## To be done
In each of the rows below, swap every "keypoint" for "marker" and reproduce the rows with nothing else altered.

## Material provided
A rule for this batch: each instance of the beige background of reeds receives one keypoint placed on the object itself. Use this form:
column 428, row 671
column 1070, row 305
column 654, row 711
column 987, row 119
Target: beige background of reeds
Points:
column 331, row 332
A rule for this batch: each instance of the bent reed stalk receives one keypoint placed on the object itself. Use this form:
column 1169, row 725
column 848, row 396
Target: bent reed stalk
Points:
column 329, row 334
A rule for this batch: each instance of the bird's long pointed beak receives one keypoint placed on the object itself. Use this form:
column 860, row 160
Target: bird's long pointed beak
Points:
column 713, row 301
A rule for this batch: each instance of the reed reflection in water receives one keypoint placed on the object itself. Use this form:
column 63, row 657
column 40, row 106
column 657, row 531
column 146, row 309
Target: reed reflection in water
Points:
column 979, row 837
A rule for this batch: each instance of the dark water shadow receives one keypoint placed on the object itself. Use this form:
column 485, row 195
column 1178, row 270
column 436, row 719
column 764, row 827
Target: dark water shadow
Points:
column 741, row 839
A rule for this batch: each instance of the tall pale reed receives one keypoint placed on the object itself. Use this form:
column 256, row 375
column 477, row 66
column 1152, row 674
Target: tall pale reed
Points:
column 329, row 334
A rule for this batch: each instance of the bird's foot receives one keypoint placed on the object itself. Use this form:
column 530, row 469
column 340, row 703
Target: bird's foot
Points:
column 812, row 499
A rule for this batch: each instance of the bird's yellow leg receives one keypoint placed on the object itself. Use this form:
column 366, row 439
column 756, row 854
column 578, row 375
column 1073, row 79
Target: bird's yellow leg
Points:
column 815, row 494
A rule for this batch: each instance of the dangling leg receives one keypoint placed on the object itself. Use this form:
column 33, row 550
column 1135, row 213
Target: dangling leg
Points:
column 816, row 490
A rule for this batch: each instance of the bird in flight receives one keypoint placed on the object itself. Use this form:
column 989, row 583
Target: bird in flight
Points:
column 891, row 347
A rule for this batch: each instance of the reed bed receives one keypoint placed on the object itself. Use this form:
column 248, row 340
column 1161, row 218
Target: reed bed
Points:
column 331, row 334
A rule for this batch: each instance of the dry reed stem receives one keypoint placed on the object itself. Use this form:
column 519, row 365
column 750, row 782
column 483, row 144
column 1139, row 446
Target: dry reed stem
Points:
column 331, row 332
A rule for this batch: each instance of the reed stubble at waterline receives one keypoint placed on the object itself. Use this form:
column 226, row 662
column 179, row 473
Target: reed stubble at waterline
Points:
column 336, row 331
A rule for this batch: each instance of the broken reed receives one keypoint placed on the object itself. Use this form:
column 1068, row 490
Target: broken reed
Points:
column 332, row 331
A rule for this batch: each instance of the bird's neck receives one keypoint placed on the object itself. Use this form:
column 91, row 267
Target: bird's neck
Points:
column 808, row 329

## Solved problem
A rule for this batch: each instance of the beige background of reeds receives one marker placed on the object itself. Use this form:
column 428, row 671
column 1070, row 305
column 654, row 711
column 987, row 119
Target: beige background of reeds
Points:
column 331, row 332
A rule for this batch: each instance of the bent reed stalk receives one marker placed on the object itself. Use this form:
column 1169, row 725
column 848, row 396
Target: bent reed stalk
Points:
column 329, row 334
A rule for this batch: each instance of the bird's long pointed beak receives one marker placed on the object itself. Use this form:
column 860, row 160
Target: bird's long pointed beak
Points:
column 713, row 301
A rule for this batch: each instance of the reed reflection in water receives one marker placed on the object itself. Use this form:
column 63, row 657
column 40, row 106
column 657, row 531
column 146, row 309
Target: reed reflection in water
Points:
column 979, row 837
A rule for this batch: each instance of the dark water shadow receives one marker placed on the object itself. Use this form:
column 485, row 195
column 1178, row 270
column 436, row 719
column 764, row 827
Target: dark water shadow
Points:
column 741, row 839
A rule for this batch: each instance of the tall pale reed receives one marker placed on the object itself. Use this form:
column 256, row 375
column 477, row 66
column 1152, row 674
Target: tall pale reed
Points:
column 329, row 334
A rule for this batch: each instance of the bird's foot receives one marker placed on the object itself. Use this form:
column 530, row 469
column 340, row 703
Target: bird's foot
Points:
column 812, row 499
A rule for this batch: each instance of the bird's yellow leg receives one marker placed on the object itself. Use this form:
column 366, row 439
column 756, row 854
column 578, row 375
column 1073, row 79
Target: bird's yellow leg
Points:
column 815, row 494
A rule for this batch: each instance of the dangling leg receives one marker placed on the object itself. Use this form:
column 33, row 550
column 1135, row 213
Target: dangling leg
Points:
column 816, row 490
A rule for this batch: each instance of the bird in flight receives one marker placed on the object itself. Use this form:
column 989, row 583
Target: bird in flight
Points:
column 891, row 347
A rule for this batch: each instance of the reed bed receives one marker placed on the object itself. Use this form:
column 248, row 340
column 1161, row 218
Target: reed bed
Points:
column 331, row 334
A rule for this batch: each instance of the dry reed stem receives one marker placed on the object itself. Use this form:
column 519, row 365
column 750, row 782
column 483, row 144
column 1139, row 446
Target: dry reed stem
Points:
column 331, row 332
A rule for this batch: each instance of the reed stubble at waterline receives one marker placed on the object itself. Use this form:
column 226, row 662
column 179, row 473
Target: reed stubble at waterline
Points:
column 336, row 331
A rule for this batch: each instance of the broken reed receives one marker placed on the object itself. Use this form:
column 1068, row 490
Target: broken reed
Points:
column 332, row 331
A rule for this batch: each instance of the bird's neck receives one marker placed on the object itself. Use this form:
column 91, row 267
Target: bird's neck
Points:
column 808, row 329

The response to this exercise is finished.